-- START OF INPUT ROWS --

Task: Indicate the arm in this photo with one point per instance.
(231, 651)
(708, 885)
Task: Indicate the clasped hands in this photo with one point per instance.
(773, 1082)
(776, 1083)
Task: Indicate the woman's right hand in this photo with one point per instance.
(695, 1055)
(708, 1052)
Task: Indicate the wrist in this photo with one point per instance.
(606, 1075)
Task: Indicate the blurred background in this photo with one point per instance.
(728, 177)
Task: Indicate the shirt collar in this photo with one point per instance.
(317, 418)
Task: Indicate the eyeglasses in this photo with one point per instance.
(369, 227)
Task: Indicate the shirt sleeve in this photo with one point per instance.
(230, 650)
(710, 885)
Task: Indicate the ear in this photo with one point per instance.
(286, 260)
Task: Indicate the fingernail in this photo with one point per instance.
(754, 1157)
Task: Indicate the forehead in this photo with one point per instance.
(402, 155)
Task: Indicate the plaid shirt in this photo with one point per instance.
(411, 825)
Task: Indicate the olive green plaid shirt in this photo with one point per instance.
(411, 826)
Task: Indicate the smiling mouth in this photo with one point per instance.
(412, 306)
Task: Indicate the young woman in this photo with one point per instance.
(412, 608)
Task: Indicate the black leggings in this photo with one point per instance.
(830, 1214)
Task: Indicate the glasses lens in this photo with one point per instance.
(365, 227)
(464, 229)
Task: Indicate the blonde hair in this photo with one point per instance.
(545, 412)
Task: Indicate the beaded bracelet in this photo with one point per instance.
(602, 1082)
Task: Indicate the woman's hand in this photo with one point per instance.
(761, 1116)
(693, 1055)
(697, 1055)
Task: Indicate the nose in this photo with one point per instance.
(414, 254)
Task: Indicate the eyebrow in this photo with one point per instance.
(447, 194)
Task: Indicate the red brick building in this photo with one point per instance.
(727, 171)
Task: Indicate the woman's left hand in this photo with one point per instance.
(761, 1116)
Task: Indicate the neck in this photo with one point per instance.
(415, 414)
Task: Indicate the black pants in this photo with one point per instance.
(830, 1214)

-- END OF INPUT ROWS --

--- WORK REQUIRED ---
Please write out all of the material above again, switching "Indicate" to "Mark" and leaving everything else unchanged.

--- WRITTEN RESPONSE ---
Task: Mark the arm in this photo with one point per instance.
(231, 651)
(708, 885)
Task: Mark the clasped hands in this photo with one point per instance.
(773, 1082)
(776, 1083)
Task: Mark the woman's right hand in this photo with one point per instance.
(695, 1055)
(708, 1052)
Task: Mark the wrist in this photo with one point per instance.
(606, 1075)
Task: Mark the blurred background in this photo with one point per instance.
(728, 177)
Task: Mark the shirt collar in this photo with one point per instance.
(317, 418)
Task: Mark the eyeglasses in this photo with one point per instance.
(369, 227)
Task: Mark the shirt sleeve in this photo with one point per instance.
(230, 650)
(710, 885)
Task: Mark the ear in this photo with one point per instance.
(286, 260)
Task: Mark the fingernail in this photo with one point per instance.
(754, 1157)
Task: Mark the forehead in this photo with one point per instance.
(402, 155)
Task: Mark the plaid shirt in this photo with one point per instance.
(411, 825)
Task: Mark the olive green plaid shirt in this photo with one point per instance.
(411, 826)
Task: Mark the smiling mouth in this photo with one point per instance.
(412, 306)
Task: Mark the young woman in this photo with one point per instance.
(412, 608)
Task: Mark the black leggings in this photo with one point per instance.
(830, 1214)
Task: Mark the glasses lens in this photo with one point per instance.
(365, 227)
(464, 229)
Task: Mark the blonde hair in this photo with one point per instance.
(545, 412)
Task: Mark the beaded bracelet in this photo with one point per instance.
(602, 1082)
Task: Mark the woman's hand in this photo with one point per instance.
(761, 1116)
(693, 1055)
(697, 1055)
Task: Mark the nose in this photo with one point per instance.
(414, 254)
Task: Mark the eyebrow in this photo with one point per instance.
(447, 194)
Task: Mark the red brick building in this photo with one point per instance.
(727, 171)
Task: Mark the woman's left hand in this photo with one point per instance.
(761, 1116)
Task: Mark the neck in this photo with one point per instance.
(415, 414)
Task: Mark the black pants in this photo with one point per instance.
(830, 1214)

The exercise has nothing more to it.